> **WRITTEN PROBLEM**: Rescale the data below by writing out every line again, requests included, with each coordinate in the answers multiplied by 1.6 and rounded to the nearest whole number, halves rounding up. Leave the pictures out of your answer.

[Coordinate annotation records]

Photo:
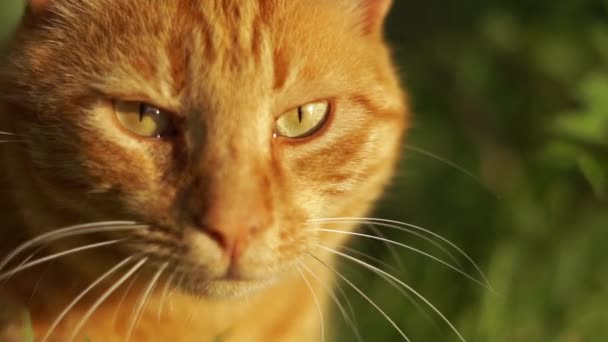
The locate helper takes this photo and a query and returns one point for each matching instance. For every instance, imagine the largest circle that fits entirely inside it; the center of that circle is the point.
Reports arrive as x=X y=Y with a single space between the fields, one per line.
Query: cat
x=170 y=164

> **RIGHT ANSWER**:
Photo:
The locate helper takes this photo and a query and returns one point for each matching instance. For every instance, imagine the largest circle that fits entirely inside it; the center of that circle is the point.
Reports arrive as x=X y=Y with a single space between the fields, one per line.
Query: cat
x=272 y=262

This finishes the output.